What this task involves: Retype, word for word, each line between the lines holding "In this exercise you will locate the animal" and "In this exercise you will locate the white circular", inclusive, and leave the rest of the data alone.

Records for this task:
************
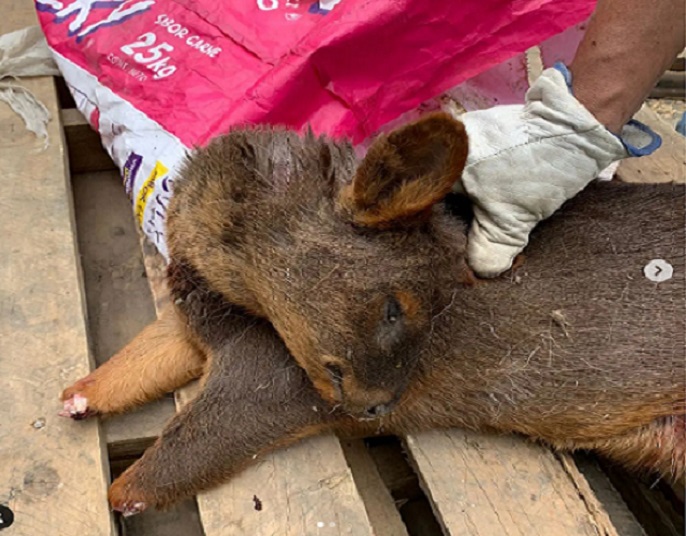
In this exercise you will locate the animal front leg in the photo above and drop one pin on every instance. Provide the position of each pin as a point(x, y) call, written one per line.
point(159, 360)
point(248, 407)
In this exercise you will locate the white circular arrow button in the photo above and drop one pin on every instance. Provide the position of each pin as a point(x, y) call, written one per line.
************
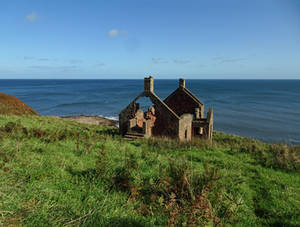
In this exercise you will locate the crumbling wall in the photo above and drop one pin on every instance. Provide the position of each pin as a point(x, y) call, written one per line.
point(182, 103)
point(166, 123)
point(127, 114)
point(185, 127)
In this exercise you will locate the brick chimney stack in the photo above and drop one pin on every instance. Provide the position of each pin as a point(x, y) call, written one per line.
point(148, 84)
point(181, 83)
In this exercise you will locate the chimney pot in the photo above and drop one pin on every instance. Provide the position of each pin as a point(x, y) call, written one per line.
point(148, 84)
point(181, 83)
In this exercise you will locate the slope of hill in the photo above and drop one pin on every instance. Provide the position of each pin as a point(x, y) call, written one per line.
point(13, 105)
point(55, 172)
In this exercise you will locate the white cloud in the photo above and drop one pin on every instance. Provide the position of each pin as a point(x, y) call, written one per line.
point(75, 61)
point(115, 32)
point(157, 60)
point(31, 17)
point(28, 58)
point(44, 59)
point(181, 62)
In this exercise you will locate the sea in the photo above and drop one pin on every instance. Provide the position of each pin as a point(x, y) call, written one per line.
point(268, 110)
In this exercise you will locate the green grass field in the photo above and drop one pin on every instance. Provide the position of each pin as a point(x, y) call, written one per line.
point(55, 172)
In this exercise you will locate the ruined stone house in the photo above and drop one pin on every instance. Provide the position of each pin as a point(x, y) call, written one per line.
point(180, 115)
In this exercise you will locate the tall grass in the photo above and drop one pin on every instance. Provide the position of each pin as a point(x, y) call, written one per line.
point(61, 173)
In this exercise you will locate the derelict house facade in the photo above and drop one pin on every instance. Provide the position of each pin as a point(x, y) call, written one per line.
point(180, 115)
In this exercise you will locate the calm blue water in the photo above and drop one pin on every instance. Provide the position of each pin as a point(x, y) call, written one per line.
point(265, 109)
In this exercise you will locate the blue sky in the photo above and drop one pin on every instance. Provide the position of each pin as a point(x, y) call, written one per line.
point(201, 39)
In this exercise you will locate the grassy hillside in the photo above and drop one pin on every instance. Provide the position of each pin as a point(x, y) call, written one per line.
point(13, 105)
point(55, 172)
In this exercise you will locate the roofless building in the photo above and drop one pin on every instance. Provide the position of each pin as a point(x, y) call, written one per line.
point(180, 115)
************
Response for this exercise:
In this exercise you will locate the animal front leg in the photo above and drop one pin on every instance. Provide the position of each pin as a point(x, y) call, written one per line.
point(159, 360)
point(248, 407)
In this exercise you will locate the white circular arrow button in the photo above and drop one pin on every instance. Provide the position of each pin as a point(x, y) call, written one per line.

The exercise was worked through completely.